[REQUIRED TASK] Copy the records below word for word, from the line containing "Could you tag the green vegetation" through the line containing "point(52, 83)", and give nothing else.

[MATERIAL PROVIDED]
#####

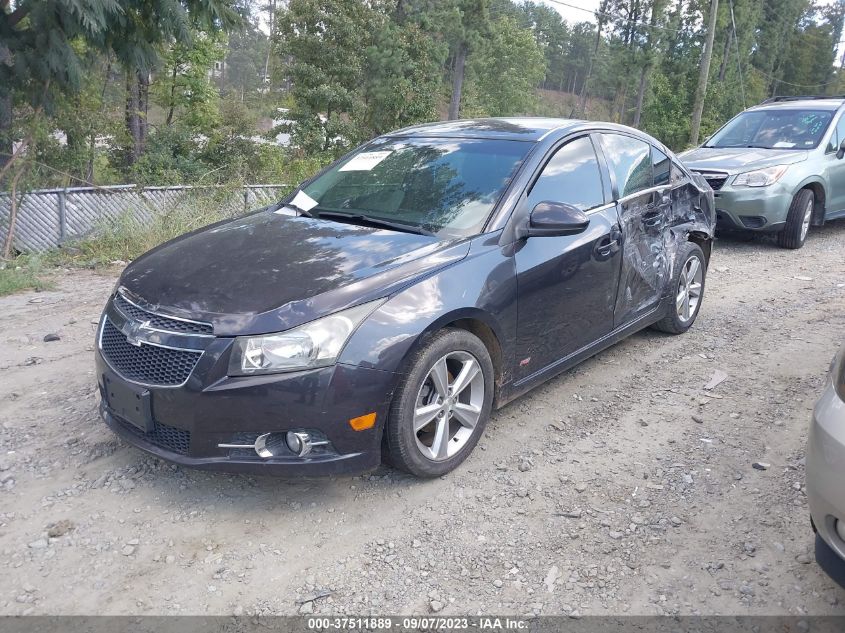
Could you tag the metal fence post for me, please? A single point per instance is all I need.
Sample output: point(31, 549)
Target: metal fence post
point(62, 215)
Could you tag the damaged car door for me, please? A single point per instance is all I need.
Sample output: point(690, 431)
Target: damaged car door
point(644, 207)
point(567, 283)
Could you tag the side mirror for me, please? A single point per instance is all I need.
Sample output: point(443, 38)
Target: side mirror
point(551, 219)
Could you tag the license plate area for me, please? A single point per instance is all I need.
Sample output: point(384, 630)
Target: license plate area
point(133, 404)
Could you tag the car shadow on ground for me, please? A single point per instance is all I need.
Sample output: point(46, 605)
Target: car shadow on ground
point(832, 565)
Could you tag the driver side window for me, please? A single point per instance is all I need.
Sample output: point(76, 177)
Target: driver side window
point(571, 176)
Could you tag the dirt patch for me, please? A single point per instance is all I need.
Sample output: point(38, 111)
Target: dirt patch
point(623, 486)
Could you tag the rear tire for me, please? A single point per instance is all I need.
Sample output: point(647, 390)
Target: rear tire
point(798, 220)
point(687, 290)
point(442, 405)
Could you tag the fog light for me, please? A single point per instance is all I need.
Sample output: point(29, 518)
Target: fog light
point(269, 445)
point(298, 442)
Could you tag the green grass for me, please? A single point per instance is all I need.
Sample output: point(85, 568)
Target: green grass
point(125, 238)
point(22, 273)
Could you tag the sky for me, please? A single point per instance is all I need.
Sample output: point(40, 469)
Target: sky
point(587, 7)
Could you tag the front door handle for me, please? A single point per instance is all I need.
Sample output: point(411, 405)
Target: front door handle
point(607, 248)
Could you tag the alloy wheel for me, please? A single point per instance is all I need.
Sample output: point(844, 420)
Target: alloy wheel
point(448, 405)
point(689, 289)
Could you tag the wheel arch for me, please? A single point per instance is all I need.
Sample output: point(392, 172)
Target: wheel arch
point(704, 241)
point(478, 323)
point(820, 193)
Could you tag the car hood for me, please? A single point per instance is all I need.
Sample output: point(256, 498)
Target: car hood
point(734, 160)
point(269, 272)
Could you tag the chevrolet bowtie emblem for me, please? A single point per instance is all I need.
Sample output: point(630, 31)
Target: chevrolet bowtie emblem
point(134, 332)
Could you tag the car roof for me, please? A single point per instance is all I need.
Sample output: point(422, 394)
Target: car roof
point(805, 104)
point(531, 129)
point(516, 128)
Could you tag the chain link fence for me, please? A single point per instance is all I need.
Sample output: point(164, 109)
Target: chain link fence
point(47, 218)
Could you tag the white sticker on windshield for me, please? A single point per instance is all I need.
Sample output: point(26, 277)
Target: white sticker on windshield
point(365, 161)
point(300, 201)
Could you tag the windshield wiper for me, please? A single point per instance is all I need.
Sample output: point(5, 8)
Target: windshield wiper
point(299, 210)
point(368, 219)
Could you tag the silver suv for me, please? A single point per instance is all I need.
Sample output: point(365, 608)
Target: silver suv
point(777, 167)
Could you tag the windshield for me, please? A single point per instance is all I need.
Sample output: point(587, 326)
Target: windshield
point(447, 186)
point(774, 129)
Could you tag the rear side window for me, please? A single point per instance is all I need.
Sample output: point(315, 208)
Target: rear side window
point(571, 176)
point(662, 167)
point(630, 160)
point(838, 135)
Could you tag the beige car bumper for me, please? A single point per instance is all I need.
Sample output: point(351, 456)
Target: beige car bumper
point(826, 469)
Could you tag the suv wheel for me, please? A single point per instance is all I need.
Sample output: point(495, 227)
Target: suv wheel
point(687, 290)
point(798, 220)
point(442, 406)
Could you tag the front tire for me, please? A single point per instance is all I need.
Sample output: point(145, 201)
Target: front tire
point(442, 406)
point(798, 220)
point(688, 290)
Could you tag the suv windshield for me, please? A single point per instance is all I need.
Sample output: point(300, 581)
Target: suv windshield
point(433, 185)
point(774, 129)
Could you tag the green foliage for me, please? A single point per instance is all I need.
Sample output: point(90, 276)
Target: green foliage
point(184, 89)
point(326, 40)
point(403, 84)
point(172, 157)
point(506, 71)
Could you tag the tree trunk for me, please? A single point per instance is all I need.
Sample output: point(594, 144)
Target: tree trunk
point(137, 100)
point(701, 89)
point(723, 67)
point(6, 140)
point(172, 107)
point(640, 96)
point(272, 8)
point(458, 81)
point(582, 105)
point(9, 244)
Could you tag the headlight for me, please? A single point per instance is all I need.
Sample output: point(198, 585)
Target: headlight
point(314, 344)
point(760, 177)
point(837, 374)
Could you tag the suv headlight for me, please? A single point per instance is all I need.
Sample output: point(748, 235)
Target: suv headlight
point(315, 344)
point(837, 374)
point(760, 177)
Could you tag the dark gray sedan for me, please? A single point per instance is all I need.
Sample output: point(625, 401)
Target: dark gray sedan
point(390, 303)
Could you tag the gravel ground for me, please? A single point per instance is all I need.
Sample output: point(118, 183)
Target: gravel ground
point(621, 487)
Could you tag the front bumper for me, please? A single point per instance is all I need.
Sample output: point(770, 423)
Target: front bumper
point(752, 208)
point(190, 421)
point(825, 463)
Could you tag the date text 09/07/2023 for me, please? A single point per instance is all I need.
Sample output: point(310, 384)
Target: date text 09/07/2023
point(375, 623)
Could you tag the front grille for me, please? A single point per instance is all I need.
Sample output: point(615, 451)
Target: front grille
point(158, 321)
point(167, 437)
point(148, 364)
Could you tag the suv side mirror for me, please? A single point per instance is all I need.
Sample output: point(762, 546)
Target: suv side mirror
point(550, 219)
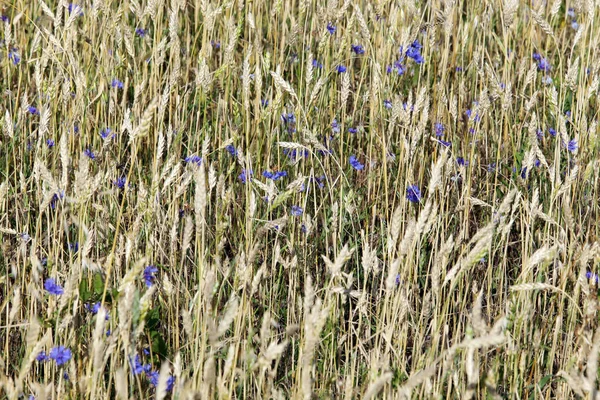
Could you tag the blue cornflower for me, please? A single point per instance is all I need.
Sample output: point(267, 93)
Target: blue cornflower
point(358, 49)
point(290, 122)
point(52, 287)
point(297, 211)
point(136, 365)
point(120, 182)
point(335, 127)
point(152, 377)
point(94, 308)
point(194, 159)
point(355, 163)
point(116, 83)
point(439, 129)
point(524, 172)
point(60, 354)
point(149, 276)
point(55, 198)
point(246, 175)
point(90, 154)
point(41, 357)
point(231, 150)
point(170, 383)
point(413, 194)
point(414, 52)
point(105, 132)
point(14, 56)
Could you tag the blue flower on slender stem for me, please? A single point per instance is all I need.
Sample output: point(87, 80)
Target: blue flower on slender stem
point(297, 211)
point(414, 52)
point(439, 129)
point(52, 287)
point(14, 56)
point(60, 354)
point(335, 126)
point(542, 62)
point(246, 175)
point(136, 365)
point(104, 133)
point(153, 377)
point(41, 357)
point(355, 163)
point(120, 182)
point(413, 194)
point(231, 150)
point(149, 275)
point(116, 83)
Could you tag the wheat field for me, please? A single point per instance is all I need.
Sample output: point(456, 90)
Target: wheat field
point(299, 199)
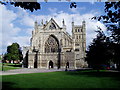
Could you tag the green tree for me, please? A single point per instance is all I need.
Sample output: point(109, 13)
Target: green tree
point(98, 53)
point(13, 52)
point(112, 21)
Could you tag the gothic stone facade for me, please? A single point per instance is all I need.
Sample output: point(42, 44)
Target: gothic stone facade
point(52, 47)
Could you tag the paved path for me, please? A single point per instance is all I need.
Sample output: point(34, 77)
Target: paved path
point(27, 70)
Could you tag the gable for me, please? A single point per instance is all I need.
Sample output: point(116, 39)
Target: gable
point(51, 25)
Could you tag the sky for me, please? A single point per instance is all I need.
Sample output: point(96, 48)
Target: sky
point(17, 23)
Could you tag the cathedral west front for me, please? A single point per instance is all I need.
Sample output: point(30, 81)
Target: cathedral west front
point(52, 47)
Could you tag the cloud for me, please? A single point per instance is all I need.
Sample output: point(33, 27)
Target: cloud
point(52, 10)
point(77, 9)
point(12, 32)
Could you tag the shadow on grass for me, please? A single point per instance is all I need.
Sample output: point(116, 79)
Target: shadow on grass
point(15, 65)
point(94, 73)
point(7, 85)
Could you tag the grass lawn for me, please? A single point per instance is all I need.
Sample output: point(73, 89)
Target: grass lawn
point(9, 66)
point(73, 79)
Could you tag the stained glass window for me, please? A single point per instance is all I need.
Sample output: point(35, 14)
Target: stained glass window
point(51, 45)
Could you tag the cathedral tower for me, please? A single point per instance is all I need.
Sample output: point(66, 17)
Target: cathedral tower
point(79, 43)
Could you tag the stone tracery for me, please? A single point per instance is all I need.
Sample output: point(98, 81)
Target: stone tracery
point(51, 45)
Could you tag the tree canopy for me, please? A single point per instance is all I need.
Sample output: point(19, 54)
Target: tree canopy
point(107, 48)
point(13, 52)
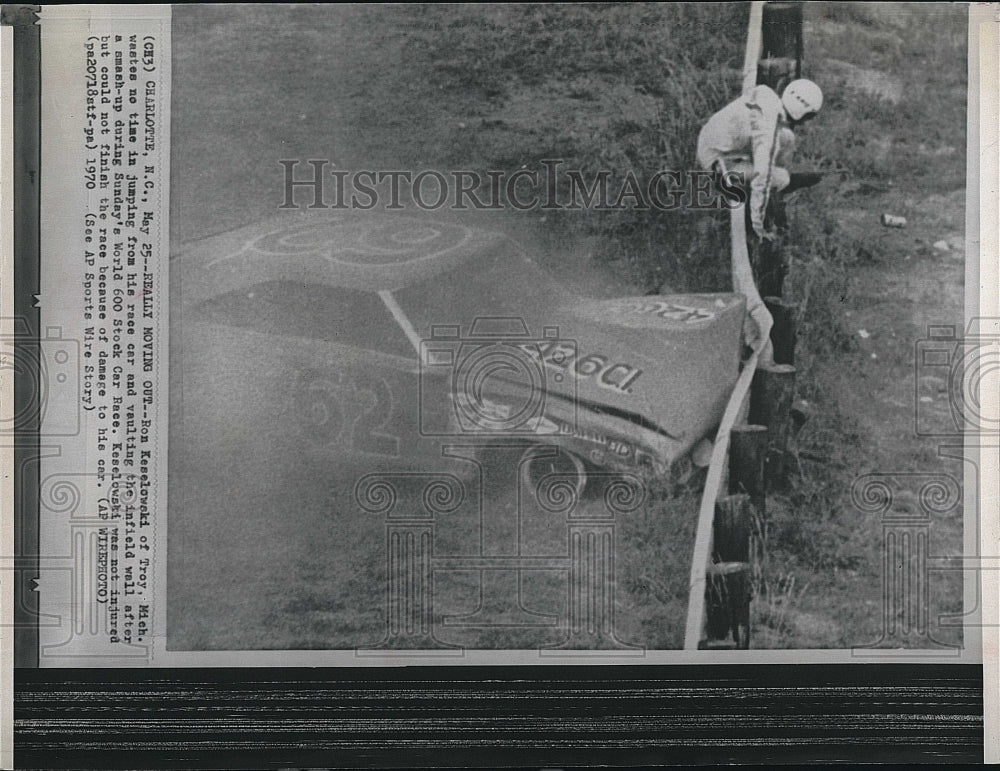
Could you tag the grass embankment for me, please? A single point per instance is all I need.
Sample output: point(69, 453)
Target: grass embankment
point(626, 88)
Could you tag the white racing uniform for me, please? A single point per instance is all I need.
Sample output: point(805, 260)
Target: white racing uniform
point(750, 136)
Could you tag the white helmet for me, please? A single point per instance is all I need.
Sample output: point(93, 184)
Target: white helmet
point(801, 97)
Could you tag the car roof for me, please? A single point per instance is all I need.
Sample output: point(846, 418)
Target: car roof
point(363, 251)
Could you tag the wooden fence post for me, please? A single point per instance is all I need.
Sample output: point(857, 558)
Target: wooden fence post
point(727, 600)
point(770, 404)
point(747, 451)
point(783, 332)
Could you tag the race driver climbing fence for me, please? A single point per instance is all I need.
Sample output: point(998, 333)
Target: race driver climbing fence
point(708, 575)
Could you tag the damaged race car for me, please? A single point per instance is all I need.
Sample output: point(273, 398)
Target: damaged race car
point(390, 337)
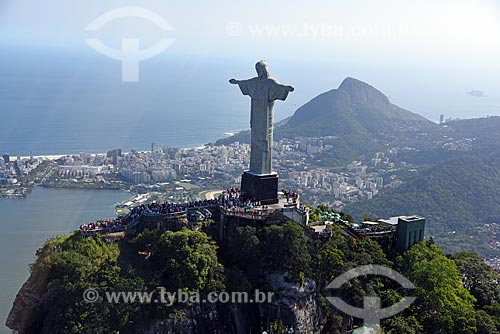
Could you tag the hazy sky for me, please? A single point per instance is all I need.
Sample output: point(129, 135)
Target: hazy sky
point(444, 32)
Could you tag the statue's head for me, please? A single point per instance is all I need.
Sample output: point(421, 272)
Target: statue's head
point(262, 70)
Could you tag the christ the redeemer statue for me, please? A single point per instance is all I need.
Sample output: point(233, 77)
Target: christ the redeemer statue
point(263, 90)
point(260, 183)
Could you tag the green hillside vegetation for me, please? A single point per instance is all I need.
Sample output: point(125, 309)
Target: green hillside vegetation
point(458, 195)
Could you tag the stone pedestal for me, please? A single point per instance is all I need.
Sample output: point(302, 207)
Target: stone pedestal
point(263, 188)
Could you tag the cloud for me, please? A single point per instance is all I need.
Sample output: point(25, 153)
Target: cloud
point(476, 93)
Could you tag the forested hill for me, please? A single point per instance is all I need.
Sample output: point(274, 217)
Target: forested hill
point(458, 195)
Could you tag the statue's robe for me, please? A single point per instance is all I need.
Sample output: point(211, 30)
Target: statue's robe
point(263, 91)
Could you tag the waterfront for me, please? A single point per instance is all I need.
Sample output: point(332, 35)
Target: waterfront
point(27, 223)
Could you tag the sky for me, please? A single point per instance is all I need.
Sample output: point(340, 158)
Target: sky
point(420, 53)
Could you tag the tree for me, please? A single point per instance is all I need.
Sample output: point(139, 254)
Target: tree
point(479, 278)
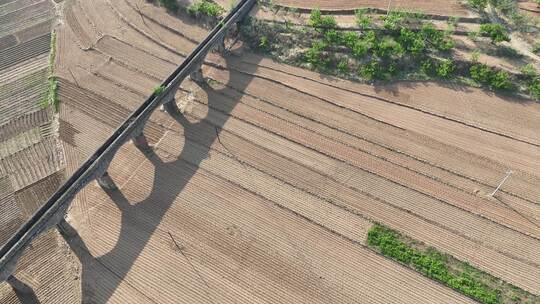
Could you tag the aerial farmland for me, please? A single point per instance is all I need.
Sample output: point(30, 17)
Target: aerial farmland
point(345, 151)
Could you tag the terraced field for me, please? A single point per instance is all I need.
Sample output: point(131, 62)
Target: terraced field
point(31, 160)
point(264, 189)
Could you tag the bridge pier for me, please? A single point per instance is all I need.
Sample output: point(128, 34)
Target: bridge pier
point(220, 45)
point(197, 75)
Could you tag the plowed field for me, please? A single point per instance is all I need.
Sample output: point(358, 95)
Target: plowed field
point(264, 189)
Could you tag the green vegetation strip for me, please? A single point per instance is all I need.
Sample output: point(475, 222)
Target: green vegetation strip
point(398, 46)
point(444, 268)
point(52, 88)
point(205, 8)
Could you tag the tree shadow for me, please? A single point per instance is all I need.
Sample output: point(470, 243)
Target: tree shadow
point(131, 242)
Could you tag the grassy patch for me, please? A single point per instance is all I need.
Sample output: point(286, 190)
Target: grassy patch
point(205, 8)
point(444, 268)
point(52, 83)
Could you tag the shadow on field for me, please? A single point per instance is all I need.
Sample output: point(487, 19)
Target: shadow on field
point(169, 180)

#####

[FINAL RESULT]
Could you tag the green vegetation strip for me, please? A single point per instance is all I need.
Sample output: point(475, 222)
Target: green vegetation strip
point(398, 46)
point(444, 268)
point(52, 88)
point(205, 8)
Could you tag the tree shadow for me, please? A single point per instance is all I need.
Sample output: point(470, 243)
Target: tree shadow
point(131, 242)
Could you tag the grassy patch for me, please? A single point per instance is all I need.
Sample output: point(286, 190)
Target: grassy patch
point(205, 8)
point(444, 268)
point(52, 83)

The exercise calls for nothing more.